First, the time frame must be discernable. An amorphous determination that there would have been entry in the market at a future, undeterminable date will not be sufficient to satisfy the antitrust enforcer's burden of proof. Second, the time frame for thwarted competition should fall within the temporal dimension of the barriers to entry into the market at issue. In Tervita, the evidence established that it would take a new entrant at least 30 months to open a secure landfill. Absent the merger, the Tribunal held, there would have been competition within about two years. This was within the time frame of the barriers to entry, thus meeting this branch of the test. Tervita therefore clarifies that poised entry means entry within the time frame relating to barriers to entry.

In coming to this view, the FCA cited the U.S. decision in BOC International Ltd v Federal Trade Commission, where the Second Circuit Court of Appeals found that:

It seems necessary ... that the finding of probable entry at least contain some reasonable temporal estimate related to the near future, with 'near' defined in terms of entry barriers and lead time necessary for entry in the particular industry, and that the finding be supported by substantial evidence in the record.

The FCA agreed with the sentiment of this passage and found that using the barriers to entry in the market in question would be a helpful guidepost for future prevention cases in determining whether the entrant under consideration was "poised" to enter the market. The FCA stressed that it was not establishing a hard and fast rule, and that in some cases it might be appropriate to expand the temporal analysis beyond the temporal dimension of the barriers to market entry.

Bringing the analysis back to the facts before it, the FCA rejected the submission that the Tribunal had engaged in unbridled speculation. On the contrary, it recounted the evidence that was before the Tribunal in support of the conclusion that the bioremediation business of the vendors would have failed. The vendors' own internal documents showed that they were prepared only to try the bioremediation business for a year. There were no identifiable customers for bioremediation and the cost of bioremediation would have far outweighed the cost of disposal at a secure landfill. Given those market dynamics, the FCA found that it was reasonable for the Tribunal to conclude that the bioremediation business would have failed and that the vendors would have switched course, operating the secure landfill themselves or selling it to a third party that would have done so.

▶ _Data block_:
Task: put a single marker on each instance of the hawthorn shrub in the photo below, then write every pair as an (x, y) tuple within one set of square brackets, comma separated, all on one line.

▶ _Stated problem_: Rewrite the Tervita excerpt, starting with "Bringing the analysis" and going on through "have done so.", with "soil treatment" in place of every "bioremediation".

▶ _Solved exercise_:
Bringing the analysis back to the facts before it, the FCA rejected the submission that the Tribunal had engaged in unbridled speculation. On the contrary, it recounted the evidence that was before the Tribunal in support of the conclusion that the soil treatment business of the vendors would have failed. The vendors' own internal documents showed that they were prepared only to try the soil treatment business for a year. There were no identifiable customers for soil treatment and the cost of soil treatment would have far outweighed the cost of disposal at a secure landfill. Given those market dynamics, the FCA found that it was reasonable for the Tribunal to conclude that the soil treatment business would have failed and that the vendors would have switched course, operating the secure landfill themselves or selling it to a third party that would have done so.